Capital Budget Transcription

Lets go ahead and start our strict capital budgeting example. What I’ve done here is I’ve created 1, 2, 3, 4 ,5 assets. A through E, and I’ve shown you the restrictive component that we have, which is their cost of the year that you’re supposed to purchase them. Now remember the assumptions for the strict capital budgeting are that you have restrictions on first year cash flow –there’s a limitation there – but not on any year that comes after. To do anything more complicated than that is a little beyond the scope of this course and you end up with kinds of constraint optimization problems that we just can’t cope with.

I’ve also associated with each one of these assets a present worth, it doesn’t matter which interest rate we use in order to calculate that present worth, it’s done for you and you can safely think of it as ten percent. So what we’ve done here is we have asset A which is cheap to get into, costs under two dollars, gives you a present worth of 2. Asset B, cost is 7, has a present worth of 3. Asset C cost you 10, has a present worth of 7. So on down the line. Now the first thing you will notice is Asset E costs you 20 dollars but has a present worth of minus 1. What I should point out is that this is never an Asset that you are actually going to try to use. It’s something that you would eliminate from any possible combination. You know it won’t be part of your winning combo.

══════════

_To be done:_
• A. In the capital budgeting transcript, what interest rate can you safely assume was used for the present worth figures?
• B. Continue the capital budgeting transcript from the point where it stops.

_Saved data entries:_
══════════

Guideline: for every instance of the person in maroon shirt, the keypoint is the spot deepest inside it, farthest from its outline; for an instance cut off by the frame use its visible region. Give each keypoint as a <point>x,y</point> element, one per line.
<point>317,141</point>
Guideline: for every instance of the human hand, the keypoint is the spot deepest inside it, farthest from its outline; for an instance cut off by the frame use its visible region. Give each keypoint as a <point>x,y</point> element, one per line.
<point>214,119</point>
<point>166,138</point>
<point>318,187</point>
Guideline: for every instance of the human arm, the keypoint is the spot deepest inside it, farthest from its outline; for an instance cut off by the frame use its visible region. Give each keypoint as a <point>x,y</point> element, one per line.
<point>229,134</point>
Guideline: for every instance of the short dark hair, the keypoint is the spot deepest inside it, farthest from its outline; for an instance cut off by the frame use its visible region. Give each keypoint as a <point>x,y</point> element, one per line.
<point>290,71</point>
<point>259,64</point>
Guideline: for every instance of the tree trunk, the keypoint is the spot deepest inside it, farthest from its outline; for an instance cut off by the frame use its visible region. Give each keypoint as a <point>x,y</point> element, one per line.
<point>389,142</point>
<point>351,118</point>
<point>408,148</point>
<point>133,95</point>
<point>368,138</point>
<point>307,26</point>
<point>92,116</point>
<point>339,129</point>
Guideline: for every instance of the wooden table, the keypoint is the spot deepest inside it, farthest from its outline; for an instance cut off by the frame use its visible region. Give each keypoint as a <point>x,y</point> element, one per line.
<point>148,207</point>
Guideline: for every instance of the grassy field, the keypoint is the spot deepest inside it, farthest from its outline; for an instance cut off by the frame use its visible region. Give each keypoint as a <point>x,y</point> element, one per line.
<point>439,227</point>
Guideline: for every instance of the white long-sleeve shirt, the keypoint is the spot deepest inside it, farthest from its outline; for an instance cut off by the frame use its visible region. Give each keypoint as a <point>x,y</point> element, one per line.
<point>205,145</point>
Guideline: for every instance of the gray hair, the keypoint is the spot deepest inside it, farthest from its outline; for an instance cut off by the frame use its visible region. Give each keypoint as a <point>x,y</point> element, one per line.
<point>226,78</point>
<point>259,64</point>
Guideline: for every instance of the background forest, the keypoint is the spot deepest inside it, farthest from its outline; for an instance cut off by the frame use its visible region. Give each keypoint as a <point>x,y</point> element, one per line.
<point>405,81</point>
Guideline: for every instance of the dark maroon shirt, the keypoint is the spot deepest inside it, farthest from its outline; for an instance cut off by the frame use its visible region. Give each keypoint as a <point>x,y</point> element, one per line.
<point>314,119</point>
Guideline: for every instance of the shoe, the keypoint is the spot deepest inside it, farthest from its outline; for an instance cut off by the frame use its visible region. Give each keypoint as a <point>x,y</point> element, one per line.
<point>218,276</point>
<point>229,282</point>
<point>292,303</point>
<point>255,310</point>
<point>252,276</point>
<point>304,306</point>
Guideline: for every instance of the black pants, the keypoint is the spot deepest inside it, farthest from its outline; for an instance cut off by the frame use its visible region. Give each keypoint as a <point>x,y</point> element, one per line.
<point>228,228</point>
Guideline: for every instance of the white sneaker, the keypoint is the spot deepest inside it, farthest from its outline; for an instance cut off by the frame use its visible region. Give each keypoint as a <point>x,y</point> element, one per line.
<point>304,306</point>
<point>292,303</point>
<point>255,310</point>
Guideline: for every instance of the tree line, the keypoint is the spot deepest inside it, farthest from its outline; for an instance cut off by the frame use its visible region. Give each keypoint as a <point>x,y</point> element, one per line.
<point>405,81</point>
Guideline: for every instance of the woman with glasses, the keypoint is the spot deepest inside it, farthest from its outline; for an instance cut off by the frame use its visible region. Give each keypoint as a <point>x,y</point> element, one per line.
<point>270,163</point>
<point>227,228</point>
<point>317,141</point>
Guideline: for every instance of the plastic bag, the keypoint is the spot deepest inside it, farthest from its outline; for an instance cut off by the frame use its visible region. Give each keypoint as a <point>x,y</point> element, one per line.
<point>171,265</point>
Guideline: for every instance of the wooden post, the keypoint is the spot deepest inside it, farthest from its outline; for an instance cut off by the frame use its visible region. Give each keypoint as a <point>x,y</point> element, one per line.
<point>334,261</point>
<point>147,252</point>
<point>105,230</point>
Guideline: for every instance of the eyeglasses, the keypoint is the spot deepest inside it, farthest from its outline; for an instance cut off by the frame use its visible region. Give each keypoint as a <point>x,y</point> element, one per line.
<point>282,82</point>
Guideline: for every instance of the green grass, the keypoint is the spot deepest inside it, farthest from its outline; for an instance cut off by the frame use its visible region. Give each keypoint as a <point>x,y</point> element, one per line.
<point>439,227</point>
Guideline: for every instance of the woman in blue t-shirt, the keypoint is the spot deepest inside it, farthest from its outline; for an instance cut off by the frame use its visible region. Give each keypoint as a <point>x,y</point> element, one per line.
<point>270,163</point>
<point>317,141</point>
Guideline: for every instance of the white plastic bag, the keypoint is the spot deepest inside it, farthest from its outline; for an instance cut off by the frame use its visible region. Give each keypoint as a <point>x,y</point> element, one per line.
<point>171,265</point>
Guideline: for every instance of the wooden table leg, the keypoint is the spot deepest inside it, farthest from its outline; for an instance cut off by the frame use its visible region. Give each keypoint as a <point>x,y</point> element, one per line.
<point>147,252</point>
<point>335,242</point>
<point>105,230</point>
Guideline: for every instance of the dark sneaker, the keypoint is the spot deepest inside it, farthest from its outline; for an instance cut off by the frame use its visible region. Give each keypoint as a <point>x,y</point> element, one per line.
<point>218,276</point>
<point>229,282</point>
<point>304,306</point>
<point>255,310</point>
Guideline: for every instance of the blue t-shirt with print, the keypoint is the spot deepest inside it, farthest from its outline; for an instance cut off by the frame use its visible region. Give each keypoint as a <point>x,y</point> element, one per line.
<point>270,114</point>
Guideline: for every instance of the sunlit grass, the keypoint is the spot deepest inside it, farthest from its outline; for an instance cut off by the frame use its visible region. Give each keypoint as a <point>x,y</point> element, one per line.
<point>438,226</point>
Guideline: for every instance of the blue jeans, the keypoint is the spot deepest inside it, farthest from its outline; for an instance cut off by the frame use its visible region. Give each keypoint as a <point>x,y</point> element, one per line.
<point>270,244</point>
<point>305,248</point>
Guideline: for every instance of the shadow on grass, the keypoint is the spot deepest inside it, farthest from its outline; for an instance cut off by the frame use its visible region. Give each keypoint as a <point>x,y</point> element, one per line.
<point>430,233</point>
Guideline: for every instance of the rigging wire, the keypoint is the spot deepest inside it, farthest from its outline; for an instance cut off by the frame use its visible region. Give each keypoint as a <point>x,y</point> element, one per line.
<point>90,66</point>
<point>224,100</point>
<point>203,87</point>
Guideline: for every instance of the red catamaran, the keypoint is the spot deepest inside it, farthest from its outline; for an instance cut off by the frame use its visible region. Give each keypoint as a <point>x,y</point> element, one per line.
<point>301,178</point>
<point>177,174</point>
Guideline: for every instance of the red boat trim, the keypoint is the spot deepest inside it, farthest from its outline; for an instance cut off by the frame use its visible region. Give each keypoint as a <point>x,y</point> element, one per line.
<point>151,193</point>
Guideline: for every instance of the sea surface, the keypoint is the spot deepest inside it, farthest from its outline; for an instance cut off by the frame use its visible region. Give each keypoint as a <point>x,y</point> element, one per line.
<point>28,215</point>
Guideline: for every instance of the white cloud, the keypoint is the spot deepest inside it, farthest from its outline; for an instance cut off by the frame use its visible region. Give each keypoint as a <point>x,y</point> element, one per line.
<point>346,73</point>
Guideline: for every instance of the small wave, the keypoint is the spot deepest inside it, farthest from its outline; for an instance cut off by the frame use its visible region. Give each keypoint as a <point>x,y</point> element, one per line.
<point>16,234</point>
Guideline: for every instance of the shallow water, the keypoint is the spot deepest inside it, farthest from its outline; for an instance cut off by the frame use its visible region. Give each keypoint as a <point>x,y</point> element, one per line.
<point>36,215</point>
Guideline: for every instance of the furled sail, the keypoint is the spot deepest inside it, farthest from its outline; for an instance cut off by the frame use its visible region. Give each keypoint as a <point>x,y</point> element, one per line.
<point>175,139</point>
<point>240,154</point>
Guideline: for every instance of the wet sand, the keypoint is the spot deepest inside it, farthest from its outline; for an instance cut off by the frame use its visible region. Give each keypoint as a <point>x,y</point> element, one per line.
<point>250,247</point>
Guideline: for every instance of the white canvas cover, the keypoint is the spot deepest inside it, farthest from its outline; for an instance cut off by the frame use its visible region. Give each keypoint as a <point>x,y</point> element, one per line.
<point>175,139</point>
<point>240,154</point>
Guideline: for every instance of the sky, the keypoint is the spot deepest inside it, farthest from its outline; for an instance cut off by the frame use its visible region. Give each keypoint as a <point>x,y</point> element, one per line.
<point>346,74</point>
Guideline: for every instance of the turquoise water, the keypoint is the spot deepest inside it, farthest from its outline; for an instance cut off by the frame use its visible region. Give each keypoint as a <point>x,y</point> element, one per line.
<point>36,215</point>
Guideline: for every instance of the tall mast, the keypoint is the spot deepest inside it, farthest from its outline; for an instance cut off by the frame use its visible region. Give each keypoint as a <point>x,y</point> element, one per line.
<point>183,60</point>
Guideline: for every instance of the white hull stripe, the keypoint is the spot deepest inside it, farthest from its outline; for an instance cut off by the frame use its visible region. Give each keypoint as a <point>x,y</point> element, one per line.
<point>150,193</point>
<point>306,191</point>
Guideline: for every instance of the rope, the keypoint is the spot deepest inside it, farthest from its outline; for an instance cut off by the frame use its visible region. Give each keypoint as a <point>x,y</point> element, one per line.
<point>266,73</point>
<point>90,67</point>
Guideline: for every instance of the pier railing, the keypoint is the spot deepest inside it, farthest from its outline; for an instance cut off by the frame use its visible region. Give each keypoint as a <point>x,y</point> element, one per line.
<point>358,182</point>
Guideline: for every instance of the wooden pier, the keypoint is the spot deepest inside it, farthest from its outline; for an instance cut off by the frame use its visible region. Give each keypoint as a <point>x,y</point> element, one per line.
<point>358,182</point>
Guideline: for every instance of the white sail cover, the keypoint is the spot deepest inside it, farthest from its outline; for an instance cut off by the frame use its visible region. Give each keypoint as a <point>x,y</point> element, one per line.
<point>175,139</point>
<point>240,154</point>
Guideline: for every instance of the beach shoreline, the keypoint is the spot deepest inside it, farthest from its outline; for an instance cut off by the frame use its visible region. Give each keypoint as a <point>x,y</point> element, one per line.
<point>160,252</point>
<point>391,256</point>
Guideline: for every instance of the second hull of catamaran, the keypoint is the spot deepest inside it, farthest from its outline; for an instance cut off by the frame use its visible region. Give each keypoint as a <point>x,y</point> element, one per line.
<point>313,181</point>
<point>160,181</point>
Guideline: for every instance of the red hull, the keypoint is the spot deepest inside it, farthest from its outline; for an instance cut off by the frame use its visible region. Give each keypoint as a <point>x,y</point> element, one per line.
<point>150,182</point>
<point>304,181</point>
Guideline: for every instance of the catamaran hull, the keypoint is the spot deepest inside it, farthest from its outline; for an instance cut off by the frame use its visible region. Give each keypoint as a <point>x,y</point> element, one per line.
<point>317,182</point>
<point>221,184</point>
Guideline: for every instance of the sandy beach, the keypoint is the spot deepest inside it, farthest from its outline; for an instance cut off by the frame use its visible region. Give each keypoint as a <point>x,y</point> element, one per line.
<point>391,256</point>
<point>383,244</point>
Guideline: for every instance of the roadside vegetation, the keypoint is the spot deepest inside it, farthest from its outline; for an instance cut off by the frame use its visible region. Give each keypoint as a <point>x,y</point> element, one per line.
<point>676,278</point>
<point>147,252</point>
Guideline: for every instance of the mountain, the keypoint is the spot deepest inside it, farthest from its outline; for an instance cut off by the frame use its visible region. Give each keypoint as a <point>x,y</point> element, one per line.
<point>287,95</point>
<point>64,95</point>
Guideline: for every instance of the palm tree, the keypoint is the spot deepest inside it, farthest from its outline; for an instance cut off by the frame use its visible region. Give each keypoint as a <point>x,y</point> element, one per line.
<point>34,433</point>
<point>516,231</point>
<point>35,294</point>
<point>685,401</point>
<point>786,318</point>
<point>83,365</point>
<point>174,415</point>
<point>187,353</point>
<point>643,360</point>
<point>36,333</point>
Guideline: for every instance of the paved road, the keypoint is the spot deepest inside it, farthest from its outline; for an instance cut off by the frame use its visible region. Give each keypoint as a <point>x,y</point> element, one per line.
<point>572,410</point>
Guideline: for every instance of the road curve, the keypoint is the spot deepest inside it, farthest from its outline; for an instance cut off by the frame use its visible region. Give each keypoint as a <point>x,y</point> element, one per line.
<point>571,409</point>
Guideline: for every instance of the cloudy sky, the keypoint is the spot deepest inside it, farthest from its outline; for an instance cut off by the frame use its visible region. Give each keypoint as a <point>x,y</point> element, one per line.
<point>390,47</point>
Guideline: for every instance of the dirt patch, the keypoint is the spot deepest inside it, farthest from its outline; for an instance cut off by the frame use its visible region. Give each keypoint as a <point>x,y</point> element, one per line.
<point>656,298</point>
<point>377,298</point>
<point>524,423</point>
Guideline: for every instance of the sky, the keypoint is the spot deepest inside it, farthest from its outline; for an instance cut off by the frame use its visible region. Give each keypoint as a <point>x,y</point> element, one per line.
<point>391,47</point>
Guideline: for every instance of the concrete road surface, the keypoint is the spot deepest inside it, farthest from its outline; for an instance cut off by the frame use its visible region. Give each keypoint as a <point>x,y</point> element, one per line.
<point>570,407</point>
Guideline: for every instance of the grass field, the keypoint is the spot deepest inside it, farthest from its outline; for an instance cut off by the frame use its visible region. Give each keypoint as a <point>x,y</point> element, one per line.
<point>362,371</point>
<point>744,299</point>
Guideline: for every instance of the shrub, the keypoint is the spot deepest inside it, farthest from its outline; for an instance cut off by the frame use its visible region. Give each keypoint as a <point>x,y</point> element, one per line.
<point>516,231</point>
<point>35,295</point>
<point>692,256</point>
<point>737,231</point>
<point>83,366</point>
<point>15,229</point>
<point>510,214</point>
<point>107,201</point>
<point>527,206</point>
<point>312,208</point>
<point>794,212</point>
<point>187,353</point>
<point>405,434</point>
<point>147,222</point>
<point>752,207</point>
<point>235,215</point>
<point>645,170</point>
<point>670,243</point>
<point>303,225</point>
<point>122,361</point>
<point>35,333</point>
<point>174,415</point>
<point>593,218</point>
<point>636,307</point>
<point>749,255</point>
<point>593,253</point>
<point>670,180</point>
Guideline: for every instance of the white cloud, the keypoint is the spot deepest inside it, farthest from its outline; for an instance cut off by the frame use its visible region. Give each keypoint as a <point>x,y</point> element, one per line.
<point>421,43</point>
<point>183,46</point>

══════════

_Response list:_
• A. Ten percent.

• B.
Now, what you’re doing in order to find out the best choice for a capital budgeting problem is your taking all these Asset combinations and seeing which combinations fit within your capital budget. What I’m actually doing here is I’m saying in this problem we’ll have a capital budget of 20 dollars. The idea is that in time period zero you can buy as much as 20 dollars’ worth of stuff. So there’s a limitation not on how many assets you can buy but what you can fit into your twenty dollars. To make this clear, you can buy all those little singletons there so it makes sense to buy asset A by itself, asset B by itself, asset C by itself, asset D by itself. Each one of those fits under the twenty dollar heading. You can also buy combinations so for example Asset A and B together cost you only 9 so you can definitely buy that. Asset A and C together cost you only 12, you can buy that. Asset A and D cost you 17 so you can buy that. B and C cost you 17 you can buy that. B and D on the other hand cost you 22, that’s a combination you can’t quite get to, you can eliminate that. What I’m doing here is I’m looking at the combinations which are actually feasible, that you can fit into a 20 dollar budget. Please note C and D is also something that can be knocked out of that feasibility set.

Now there are also some three way combinations in there that are possible, we are looking at all combinations that you can fit into the twenty dollar set. So that A B C combination cost you 10 plus 7 plus 2 costs 19, definitely feasible. But the A B D combination is just below that – too expensive – can’t afford it. That B C D combination – also can’t afford it. In fact, all of these other 3-way combinations and 4-way combinations are not things that you can afford. What I’ve done here is I’ve blocked out everything that you either don’t want to get because it has a negative present worth or things that you can’t afford. What we’re trying to do here is find the combinations that get you the maximum present worth.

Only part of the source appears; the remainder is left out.